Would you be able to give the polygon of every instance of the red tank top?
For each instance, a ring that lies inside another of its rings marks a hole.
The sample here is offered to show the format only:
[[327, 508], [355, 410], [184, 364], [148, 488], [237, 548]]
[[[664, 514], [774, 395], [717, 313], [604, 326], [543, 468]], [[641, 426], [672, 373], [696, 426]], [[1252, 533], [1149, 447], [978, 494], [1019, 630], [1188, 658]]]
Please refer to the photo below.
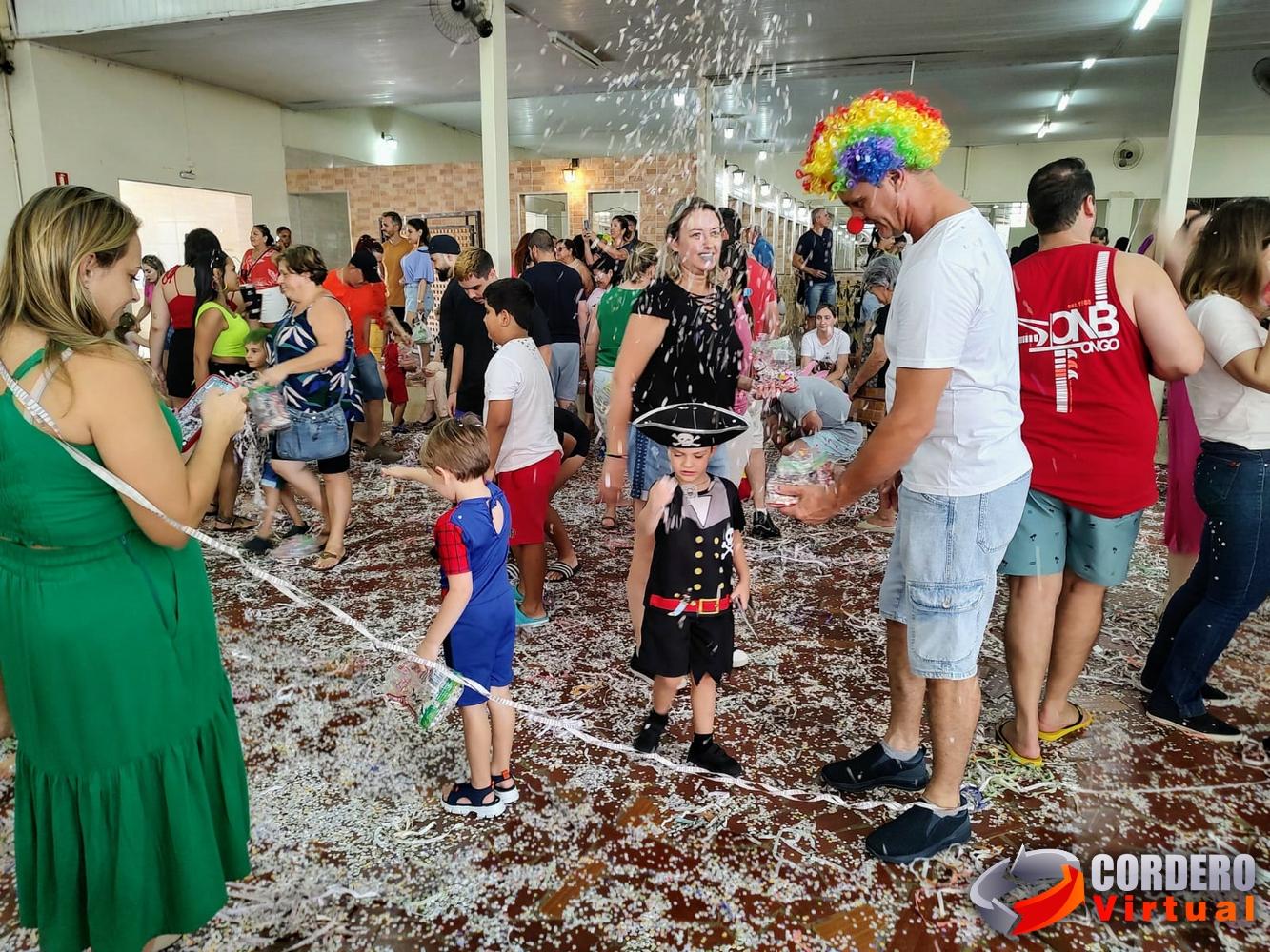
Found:
[[1066, 245], [1013, 267], [1033, 489], [1105, 518], [1156, 501], [1147, 348], [1116, 293], [1115, 255]]
[[[177, 289], [177, 272], [180, 265], [169, 268], [160, 279], [160, 284], [171, 284], [177, 293], [168, 301], [168, 322], [173, 330], [190, 330], [194, 326], [194, 296], [182, 294]], [[161, 291], [159, 293], [163, 293]]]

What you have to do:
Copy every row above verbatim, omitting the picture.

Finished exercise:
Would you be able to give the polygon of every instance of the red tank top?
For each instance, a ring that lies inside another of its rings marks a hole.
The sample here is offered to show the format only:
[[327, 508], [355, 410], [184, 364], [148, 488], [237, 548]]
[[[664, 514], [774, 395], [717, 313], [604, 326], [543, 468]], [[641, 426], [672, 373], [696, 426]], [[1252, 533], [1149, 447], [978, 494], [1019, 630], [1188, 658]]]
Please refer to the photo below.
Found:
[[1066, 245], [1013, 267], [1033, 489], [1105, 518], [1156, 501], [1147, 348], [1116, 293], [1115, 255]]
[[[177, 289], [177, 272], [180, 265], [169, 268], [160, 279], [160, 284], [171, 284], [177, 293], [168, 301], [168, 322], [173, 330], [190, 330], [194, 326], [194, 296], [182, 294]], [[161, 291], [159, 293], [163, 293]]]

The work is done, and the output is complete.